→ **WHAT TO PRODUCE**
Below are lines of data, and only some are wanted. Please repeat exactly those from the line that has "[locate] woman in blue" through the line that has "[locate] large stone".

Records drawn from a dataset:
········

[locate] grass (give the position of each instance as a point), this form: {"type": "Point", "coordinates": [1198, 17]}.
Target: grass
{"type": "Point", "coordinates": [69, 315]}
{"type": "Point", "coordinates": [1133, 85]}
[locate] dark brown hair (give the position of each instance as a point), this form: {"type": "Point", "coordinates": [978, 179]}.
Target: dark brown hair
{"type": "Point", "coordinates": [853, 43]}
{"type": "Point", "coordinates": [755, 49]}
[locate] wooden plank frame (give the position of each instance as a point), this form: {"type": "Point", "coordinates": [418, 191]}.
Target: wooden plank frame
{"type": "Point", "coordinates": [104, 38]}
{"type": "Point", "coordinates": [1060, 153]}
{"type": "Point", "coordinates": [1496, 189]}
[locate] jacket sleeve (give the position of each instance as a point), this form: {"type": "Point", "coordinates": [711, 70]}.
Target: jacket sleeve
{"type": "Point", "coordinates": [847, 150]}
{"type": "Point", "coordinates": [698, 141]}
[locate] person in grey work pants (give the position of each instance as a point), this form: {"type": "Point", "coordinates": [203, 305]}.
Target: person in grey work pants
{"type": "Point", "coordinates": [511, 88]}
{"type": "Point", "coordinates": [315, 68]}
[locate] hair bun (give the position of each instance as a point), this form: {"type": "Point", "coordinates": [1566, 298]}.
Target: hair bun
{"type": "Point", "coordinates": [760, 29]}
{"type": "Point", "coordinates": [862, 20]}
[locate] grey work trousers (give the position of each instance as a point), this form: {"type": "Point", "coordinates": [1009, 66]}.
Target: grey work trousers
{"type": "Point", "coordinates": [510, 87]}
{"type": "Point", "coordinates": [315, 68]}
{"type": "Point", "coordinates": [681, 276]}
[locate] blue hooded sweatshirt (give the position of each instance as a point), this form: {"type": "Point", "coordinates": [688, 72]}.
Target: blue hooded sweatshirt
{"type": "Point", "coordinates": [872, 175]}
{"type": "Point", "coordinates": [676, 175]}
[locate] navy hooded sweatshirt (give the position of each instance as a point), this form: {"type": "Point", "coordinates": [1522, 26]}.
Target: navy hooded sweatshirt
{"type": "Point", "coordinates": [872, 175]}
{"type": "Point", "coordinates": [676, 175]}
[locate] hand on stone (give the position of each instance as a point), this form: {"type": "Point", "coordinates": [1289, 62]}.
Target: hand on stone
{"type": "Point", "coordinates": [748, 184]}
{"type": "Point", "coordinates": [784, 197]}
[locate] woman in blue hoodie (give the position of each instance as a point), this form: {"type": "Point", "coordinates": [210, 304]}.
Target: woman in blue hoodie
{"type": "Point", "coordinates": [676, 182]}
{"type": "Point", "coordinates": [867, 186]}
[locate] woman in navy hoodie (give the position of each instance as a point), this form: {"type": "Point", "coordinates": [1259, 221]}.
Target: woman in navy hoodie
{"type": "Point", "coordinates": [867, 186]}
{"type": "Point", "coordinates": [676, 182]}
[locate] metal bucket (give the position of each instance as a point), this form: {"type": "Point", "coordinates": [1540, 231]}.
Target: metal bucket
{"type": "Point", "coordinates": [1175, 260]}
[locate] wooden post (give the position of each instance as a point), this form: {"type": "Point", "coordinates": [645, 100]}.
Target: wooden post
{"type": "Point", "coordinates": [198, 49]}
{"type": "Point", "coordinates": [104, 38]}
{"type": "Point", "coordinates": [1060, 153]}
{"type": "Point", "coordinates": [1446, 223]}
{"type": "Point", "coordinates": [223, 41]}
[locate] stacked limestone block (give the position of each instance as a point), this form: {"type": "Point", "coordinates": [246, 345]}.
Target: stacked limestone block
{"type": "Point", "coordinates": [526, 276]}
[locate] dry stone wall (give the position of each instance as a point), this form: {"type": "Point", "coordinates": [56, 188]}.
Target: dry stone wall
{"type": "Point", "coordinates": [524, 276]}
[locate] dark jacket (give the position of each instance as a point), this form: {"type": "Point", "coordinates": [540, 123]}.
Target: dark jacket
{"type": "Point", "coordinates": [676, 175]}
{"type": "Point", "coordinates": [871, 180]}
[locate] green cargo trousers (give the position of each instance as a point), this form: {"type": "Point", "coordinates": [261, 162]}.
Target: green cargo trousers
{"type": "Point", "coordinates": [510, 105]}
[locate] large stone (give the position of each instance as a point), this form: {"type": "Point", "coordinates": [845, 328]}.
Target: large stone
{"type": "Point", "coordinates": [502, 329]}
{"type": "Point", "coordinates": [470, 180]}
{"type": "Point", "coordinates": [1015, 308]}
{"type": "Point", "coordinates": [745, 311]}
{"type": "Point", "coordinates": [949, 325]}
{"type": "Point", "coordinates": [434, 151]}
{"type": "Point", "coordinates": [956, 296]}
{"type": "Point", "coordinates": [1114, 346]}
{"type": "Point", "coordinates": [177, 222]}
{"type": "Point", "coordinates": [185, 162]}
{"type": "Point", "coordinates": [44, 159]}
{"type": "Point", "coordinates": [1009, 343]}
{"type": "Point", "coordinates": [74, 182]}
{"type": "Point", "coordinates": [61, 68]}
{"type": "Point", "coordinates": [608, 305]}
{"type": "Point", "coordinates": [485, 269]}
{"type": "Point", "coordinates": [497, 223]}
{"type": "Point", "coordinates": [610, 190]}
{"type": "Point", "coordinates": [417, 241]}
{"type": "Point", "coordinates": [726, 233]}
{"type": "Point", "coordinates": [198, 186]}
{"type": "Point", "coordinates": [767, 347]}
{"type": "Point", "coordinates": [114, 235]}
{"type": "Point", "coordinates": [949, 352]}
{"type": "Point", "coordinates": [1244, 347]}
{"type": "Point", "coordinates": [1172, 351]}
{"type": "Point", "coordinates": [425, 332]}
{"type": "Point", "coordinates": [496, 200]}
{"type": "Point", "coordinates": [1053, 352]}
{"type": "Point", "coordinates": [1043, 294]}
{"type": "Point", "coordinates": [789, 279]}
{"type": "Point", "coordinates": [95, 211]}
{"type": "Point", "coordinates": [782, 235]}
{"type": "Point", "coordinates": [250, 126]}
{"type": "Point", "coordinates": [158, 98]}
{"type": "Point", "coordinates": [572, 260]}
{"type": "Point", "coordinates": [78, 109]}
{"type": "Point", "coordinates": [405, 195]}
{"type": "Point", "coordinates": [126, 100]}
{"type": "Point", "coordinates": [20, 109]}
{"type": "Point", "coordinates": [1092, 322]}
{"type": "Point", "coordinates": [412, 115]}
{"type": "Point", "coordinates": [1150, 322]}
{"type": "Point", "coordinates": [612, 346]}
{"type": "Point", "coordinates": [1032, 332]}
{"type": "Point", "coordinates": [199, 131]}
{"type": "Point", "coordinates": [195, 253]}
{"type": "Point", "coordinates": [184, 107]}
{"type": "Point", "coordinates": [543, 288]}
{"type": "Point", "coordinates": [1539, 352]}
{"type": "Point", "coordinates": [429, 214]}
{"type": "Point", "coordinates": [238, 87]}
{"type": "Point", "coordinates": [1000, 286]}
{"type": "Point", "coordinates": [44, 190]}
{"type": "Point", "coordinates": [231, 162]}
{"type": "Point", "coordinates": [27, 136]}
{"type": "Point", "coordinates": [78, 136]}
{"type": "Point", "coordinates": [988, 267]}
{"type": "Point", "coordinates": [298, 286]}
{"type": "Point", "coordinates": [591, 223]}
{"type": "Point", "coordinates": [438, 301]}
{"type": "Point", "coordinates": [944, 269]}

········

→ **ANSWER SECTION**
[locate] woman in blue hoodie (give the position of each instance as a point), this form: {"type": "Point", "coordinates": [210, 304]}.
Target: woman in blue hoodie
{"type": "Point", "coordinates": [676, 182]}
{"type": "Point", "coordinates": [867, 186]}
[locate] woman in navy hoodie (give the position of each instance as a point), this form: {"type": "Point", "coordinates": [1259, 221]}.
Target: woman in navy hoodie
{"type": "Point", "coordinates": [867, 186]}
{"type": "Point", "coordinates": [676, 182]}
[locate] metal bucket (give the position of each instance as a point), this form: {"type": "Point", "coordinates": [1540, 231]}.
Target: metal bucket
{"type": "Point", "coordinates": [1175, 260]}
[locate] wooden post (give the position of each instance as a point), this form: {"type": "Point", "coordinates": [645, 100]}.
Target: wooden post
{"type": "Point", "coordinates": [198, 49]}
{"type": "Point", "coordinates": [104, 38]}
{"type": "Point", "coordinates": [1060, 153]}
{"type": "Point", "coordinates": [1446, 223]}
{"type": "Point", "coordinates": [223, 41]}
[locate] stacked limestone block (give the position of each instance as a point), this form: {"type": "Point", "coordinates": [246, 345]}.
Target: stacked limestone block
{"type": "Point", "coordinates": [526, 276]}
[locate] dry stone wall (give the position of each instance as a point), this form: {"type": "Point", "coordinates": [56, 188]}.
Target: dry stone wall
{"type": "Point", "coordinates": [524, 276]}
[locate] dark jacket (give the position of each instance as a point), this form: {"type": "Point", "coordinates": [540, 123]}.
Target: dark jacket
{"type": "Point", "coordinates": [676, 175]}
{"type": "Point", "coordinates": [871, 180]}
[locate] green cargo trousers (give the position of each instance as a point), this form: {"type": "Point", "coordinates": [261, 162]}.
Target: green cargo trousers
{"type": "Point", "coordinates": [510, 105]}
[locate] large stone (give the position of each instance as a point), this form: {"type": "Point", "coordinates": [845, 328]}.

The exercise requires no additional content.